[[ RECORDS FOR THE TASK open ]]

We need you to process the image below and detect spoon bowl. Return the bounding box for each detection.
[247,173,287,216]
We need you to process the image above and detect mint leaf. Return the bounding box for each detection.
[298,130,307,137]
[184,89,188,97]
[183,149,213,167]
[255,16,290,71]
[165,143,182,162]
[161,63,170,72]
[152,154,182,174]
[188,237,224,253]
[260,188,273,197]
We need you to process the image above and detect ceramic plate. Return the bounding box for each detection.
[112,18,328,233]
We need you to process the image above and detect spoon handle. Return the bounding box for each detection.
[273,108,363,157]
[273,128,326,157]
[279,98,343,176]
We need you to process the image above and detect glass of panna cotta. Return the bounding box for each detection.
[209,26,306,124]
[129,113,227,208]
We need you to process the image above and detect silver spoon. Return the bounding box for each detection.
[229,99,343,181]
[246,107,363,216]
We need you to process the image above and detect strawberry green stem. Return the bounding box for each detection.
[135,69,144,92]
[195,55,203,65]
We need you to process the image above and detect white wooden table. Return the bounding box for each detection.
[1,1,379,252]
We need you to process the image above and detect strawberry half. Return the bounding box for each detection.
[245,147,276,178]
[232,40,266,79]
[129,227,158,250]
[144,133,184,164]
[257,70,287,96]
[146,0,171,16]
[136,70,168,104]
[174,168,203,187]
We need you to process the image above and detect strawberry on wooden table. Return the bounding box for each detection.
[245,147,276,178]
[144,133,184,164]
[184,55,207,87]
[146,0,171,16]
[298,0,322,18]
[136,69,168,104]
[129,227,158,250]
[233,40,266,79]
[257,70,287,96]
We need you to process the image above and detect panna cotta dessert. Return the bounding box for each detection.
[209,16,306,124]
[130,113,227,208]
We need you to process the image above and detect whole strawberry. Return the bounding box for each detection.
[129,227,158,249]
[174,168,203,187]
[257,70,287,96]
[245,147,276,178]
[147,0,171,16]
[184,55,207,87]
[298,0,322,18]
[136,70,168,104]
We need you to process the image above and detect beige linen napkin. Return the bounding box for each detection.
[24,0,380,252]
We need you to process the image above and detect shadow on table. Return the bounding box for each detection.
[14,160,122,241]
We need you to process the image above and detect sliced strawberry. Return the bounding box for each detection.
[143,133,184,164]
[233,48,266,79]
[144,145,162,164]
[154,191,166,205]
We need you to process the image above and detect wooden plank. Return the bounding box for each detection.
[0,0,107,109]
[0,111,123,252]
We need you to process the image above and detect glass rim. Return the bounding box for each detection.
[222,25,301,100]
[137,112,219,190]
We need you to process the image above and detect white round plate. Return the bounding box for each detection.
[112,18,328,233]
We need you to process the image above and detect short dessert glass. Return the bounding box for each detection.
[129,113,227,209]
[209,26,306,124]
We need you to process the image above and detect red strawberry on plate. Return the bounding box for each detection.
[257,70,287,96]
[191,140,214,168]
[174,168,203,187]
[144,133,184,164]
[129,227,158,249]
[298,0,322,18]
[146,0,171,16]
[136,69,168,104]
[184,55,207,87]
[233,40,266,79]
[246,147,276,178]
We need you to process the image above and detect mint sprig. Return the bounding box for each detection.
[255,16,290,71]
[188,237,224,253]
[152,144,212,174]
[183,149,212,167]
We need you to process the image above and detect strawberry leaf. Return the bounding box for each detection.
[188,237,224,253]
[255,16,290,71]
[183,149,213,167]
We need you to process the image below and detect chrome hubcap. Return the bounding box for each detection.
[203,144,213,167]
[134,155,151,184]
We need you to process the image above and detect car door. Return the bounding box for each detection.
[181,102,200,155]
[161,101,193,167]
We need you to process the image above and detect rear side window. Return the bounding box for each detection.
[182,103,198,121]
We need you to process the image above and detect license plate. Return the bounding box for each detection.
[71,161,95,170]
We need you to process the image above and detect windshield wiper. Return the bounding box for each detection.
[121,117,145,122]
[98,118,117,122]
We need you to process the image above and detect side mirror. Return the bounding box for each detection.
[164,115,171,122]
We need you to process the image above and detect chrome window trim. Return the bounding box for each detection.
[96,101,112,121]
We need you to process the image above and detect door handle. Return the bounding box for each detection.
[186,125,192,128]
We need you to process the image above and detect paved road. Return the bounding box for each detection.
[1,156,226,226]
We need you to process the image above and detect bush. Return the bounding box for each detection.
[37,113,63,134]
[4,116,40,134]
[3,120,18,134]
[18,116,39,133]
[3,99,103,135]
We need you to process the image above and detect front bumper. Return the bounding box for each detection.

[[ RECORDS FOR THE TASK closed ]]

[ACTIVITY]
Please output all of the entries without changing a single character.

[OUTPUT BELOW]
We need you to process the image below and detect spoon bowl. Return the bounding box for each detection.
[247,173,287,216]
We need you to process the image above and detect mint leaf. Return the bounding box for each detection.
[298,130,307,137]
[184,89,188,97]
[183,149,213,167]
[255,16,290,71]
[165,143,182,162]
[161,63,170,72]
[152,154,182,174]
[188,237,224,253]
[260,188,273,197]
We need you to process the image above and detect ceramic plate. Return the bounding box for each detection.
[112,18,328,233]
We need you to process the image above and detect spoon handle. Return the bounding box for each detection.
[273,108,363,157]
[273,128,326,157]
[279,98,343,176]
We need you to process the image above and detect glass of panna cotta. Return the bounding box for each detection.
[209,26,306,124]
[129,113,227,208]
We need you to process the image above and detect silver spoon. Return the bounding box for each detection.
[229,99,343,181]
[246,107,363,216]
We need you to process the image above and detect strawberry green stem. Return the bounding box for each detection.
[135,69,144,92]
[195,55,203,65]
We need you to process the image above and detect white wooden table. Return the bounding box for each detection.
[1,1,379,252]
We need you to process the image above and detect strawberry half. Return the bounding box for each detection.
[245,147,276,178]
[232,40,266,79]
[129,227,158,250]
[144,133,184,164]
[257,70,287,96]
[146,0,171,16]
[136,70,168,104]
[174,168,203,187]
We need you to process the image above and detect strawberry on wooden table. Return the bounding box for each detection.
[245,147,276,178]
[144,133,184,164]
[184,55,207,87]
[146,0,171,16]
[298,0,322,18]
[136,69,168,104]
[129,227,158,250]
[233,40,266,79]
[257,70,287,96]
We need you to process the image above and detect panna cotta dessert. Return the bounding box for each detection.
[209,16,306,124]
[130,113,227,208]
We need you to process the image above and detect whole strawberry. Return the bounding box for each detection.
[129,227,158,249]
[174,168,203,187]
[257,70,287,96]
[245,147,276,178]
[147,0,171,16]
[184,55,207,87]
[298,0,322,18]
[136,70,168,104]
We need you to process the image above and detect beige linen napkin. Return the bounding box for each detection.
[24,0,380,252]
We need you to process the image above and detect shadow on table. Return the bounding box for each detection.
[14,160,122,241]
We need you to process the image above and detect sliced strawberry. Return the bounding box for each detection.
[143,133,184,164]
[233,48,266,79]
[144,145,162,164]
[154,191,166,205]
We need you to process the image above and detect wooden plank. Return the bounding box for each detection.
[0,0,107,109]
[0,111,123,252]
We need you to process the image above and detect glass rim. Return the bounding box for each detection.
[222,25,301,100]
[137,112,219,190]
We need you to process the image above and detect white round plate. Return the bounding box for each detection.
[112,18,328,233]
We need you to process the image above and detect short dessert glass. Return the bounding box for each detection.
[129,113,227,209]
[209,26,306,124]
We need you to process the image above and detect red strawberry on plate. Return the bounding box for each detection.
[257,70,287,96]
[191,140,214,168]
[174,168,203,187]
[144,133,184,164]
[129,227,158,249]
[298,0,322,18]
[146,0,171,16]
[136,69,168,104]
[184,55,207,87]
[233,40,266,79]
[246,147,276,178]
We need you to process the image above and detect mint sprig. Return the bounding box for each detection.
[255,16,290,71]
[188,237,224,253]
[152,144,212,174]
[183,149,212,167]
We need you to process the image above and detect strawberry leaf. Return the bounding box for each detection.
[188,237,224,253]
[255,16,290,71]
[183,149,213,167]
We need you to process the image below and detect chrome hubcap. Return the bounding box for each detection.
[203,144,213,167]
[134,155,151,184]
We need you to process the image above and detect car door. Return the bounding box for each detection.
[181,102,200,155]
[161,101,193,167]
We need you to process the image above and detect rear side window. Return the bounding box for each detection.
[182,103,198,121]
We need you to process the image above and detect license plate. Return the bounding box for each detection.
[71,161,95,170]
We need you to process the image above and detect windshield wiper. Return the bounding box for each detection.
[121,117,145,122]
[98,118,117,122]
We need you to process the image above and detect side mirror. Return the bounding box for each detection.
[164,115,171,122]
We need you to process the image above and detect chrome window trim. Return the bounding box for each detection.
[96,101,112,121]
We need you to process the image above and detect door handle. Return the bounding box for each detection.
[186,125,192,128]
We need you to process the image above and detect paved road. Return the bounding box for each detection.
[1,156,226,226]
We need you to process the image above and detect bush. Return the bounding box for each detection.
[37,113,63,134]
[4,116,40,134]
[3,120,18,134]
[18,116,39,133]
[3,99,103,135]
We need you to process the image above and detect front bumper. Return the bounding box for each detection.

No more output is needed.